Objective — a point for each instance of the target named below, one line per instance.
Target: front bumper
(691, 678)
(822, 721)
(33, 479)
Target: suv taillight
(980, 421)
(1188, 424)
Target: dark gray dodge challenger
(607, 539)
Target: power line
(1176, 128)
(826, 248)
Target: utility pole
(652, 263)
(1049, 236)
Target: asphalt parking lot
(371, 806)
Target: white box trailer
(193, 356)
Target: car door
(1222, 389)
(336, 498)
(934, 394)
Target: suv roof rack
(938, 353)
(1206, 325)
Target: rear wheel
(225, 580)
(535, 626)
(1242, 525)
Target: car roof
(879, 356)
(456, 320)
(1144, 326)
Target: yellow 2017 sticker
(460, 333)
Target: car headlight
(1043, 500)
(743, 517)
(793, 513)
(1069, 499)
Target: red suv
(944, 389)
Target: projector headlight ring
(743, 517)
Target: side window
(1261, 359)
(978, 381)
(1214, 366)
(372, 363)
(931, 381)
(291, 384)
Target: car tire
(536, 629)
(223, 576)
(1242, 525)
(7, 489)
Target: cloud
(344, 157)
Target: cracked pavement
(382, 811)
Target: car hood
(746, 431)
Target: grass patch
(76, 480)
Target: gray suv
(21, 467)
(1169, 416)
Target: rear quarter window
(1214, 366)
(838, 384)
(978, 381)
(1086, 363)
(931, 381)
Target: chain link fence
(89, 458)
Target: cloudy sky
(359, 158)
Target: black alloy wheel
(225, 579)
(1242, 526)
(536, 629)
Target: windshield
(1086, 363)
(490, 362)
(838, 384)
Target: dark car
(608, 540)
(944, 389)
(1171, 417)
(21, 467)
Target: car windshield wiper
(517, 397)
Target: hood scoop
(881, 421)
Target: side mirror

▶ Written problem: Can you rewrite all of the records above, changing every "suv" to "SUV" and leaving everything else as it is?

▶ The answer:
Objective — a point for each instance of the target named below, one line per instance.
Target: front bumper
(691, 678)
(822, 721)
(33, 479)
Target: SUV taillight
(980, 421)
(1188, 424)
Target: dark gray dodge challenger
(607, 539)
Target: power line
(1176, 128)
(826, 248)
Target: utility pole
(652, 263)
(1049, 236)
Target: asphalt parking lot
(371, 806)
Target: white box trailer
(193, 356)
Target: car door
(1222, 389)
(336, 498)
(934, 394)
Target: SUV roof rack
(938, 353)
(1206, 325)
Target: rear wheel
(225, 580)
(535, 626)
(1242, 525)
Target: car roof
(879, 356)
(456, 320)
(1144, 326)
Target: yellow 2017 sticker
(460, 333)
Target: car headlight
(1043, 500)
(743, 517)
(793, 513)
(1069, 499)
Target: red SUV
(944, 389)
Target: projector headlight ring
(743, 517)
Target: side window
(1261, 359)
(978, 381)
(1214, 366)
(372, 363)
(931, 381)
(291, 384)
Target: car tire
(536, 629)
(223, 576)
(1242, 525)
(7, 489)
Target: cloud
(344, 157)
Target: cracked pavement
(382, 811)
Target: car hood
(746, 431)
Target: grass patch
(76, 480)
Target: gray SUV
(21, 467)
(1169, 416)
Target: rear quarter window
(1214, 366)
(838, 384)
(978, 381)
(1086, 363)
(931, 381)
Target: chain link fence
(89, 458)
Target: cloudy sky
(359, 158)
Target: black alloy wheel
(225, 579)
(1242, 526)
(536, 629)
Target: windshield
(1086, 363)
(490, 362)
(838, 384)
Target: dark car
(608, 540)
(944, 389)
(1171, 417)
(21, 467)
Target: car windshield wiper
(517, 397)
Target: hood scoop
(881, 421)
Target: side mirror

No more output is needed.